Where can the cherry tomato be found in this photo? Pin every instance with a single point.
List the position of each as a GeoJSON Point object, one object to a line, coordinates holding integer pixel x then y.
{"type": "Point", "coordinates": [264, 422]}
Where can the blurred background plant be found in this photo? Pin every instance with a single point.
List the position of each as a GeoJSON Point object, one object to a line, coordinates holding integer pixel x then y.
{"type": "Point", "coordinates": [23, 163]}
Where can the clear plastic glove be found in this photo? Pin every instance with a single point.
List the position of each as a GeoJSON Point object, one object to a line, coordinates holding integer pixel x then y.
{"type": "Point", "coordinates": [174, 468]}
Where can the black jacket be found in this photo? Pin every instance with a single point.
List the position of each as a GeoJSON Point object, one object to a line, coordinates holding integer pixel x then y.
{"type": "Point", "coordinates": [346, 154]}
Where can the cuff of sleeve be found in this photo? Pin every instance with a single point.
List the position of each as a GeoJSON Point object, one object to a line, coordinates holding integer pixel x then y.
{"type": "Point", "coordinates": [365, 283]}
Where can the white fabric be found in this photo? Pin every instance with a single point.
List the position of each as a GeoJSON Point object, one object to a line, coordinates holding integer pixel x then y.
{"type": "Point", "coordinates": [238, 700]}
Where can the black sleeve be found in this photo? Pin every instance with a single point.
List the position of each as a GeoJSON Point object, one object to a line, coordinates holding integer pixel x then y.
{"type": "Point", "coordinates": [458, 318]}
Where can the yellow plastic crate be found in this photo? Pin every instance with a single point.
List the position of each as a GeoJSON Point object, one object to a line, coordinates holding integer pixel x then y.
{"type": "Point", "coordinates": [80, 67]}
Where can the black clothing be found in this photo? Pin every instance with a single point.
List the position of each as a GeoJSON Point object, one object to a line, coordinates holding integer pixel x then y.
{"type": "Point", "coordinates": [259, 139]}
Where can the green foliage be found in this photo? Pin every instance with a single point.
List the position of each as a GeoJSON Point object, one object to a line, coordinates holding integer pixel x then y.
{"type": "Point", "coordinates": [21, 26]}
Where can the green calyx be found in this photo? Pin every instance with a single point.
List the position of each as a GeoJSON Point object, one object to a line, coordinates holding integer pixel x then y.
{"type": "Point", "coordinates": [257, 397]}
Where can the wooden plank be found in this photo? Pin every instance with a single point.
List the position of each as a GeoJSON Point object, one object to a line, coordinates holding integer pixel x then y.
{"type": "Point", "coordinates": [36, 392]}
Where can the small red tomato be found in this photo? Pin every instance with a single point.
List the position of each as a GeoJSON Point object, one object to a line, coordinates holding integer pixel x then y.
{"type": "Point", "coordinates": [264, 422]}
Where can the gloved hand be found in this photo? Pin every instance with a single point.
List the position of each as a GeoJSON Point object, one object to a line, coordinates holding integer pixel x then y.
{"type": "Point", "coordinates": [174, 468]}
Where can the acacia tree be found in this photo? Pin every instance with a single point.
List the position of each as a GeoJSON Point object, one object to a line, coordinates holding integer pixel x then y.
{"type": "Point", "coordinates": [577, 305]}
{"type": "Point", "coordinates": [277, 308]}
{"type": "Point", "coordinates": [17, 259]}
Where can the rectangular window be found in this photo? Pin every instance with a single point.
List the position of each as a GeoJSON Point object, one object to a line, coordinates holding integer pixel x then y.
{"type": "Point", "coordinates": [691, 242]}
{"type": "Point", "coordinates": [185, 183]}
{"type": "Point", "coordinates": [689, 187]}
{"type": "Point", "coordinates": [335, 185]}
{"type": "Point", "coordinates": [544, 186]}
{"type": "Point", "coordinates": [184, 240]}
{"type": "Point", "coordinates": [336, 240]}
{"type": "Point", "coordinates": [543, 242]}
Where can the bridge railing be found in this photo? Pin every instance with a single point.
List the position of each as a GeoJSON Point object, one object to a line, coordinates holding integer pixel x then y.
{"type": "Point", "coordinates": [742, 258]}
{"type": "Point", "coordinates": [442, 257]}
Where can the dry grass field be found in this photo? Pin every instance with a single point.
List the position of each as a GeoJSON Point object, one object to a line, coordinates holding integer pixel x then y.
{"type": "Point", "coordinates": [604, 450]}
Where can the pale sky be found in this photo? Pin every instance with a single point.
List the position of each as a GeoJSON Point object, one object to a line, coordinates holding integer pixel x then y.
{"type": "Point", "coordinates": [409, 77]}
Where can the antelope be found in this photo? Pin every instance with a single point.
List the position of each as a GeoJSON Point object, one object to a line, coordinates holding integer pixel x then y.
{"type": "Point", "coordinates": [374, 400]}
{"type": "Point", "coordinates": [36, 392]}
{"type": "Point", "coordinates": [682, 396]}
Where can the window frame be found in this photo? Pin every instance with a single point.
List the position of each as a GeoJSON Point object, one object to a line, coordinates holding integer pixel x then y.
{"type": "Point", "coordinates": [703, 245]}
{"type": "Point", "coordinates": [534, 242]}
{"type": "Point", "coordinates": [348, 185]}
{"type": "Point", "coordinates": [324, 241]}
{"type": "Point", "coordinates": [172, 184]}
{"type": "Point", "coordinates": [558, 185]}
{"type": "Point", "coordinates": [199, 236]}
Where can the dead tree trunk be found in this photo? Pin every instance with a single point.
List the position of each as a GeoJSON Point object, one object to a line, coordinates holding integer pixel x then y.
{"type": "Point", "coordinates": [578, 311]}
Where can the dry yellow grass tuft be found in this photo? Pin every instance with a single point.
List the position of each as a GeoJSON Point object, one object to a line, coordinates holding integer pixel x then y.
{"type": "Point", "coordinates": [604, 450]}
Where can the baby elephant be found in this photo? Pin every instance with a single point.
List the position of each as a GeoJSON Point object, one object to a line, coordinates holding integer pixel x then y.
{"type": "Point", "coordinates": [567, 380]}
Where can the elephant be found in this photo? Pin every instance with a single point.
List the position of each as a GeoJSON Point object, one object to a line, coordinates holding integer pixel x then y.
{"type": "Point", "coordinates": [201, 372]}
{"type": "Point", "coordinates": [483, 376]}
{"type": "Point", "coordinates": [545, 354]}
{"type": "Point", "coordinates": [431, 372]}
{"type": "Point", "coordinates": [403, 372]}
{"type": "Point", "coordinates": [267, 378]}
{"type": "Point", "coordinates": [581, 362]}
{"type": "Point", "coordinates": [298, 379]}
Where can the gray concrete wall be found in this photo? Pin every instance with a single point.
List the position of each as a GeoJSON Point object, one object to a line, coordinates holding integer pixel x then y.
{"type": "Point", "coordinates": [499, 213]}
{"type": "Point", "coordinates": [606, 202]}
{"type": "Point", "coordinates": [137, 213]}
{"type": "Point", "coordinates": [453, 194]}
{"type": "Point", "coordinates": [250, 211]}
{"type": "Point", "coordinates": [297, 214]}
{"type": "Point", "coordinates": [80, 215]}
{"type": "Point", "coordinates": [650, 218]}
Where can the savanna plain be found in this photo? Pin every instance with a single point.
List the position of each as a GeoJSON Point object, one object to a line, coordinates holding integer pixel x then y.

Exercise description: Across the whole listing above, report each line that includes "tree".

Solution below:
Where can the acacia tree be found in this photo? Pin every instance with a single point.
Where can the dead tree trunk be found in this photo? Pin every instance with a single point.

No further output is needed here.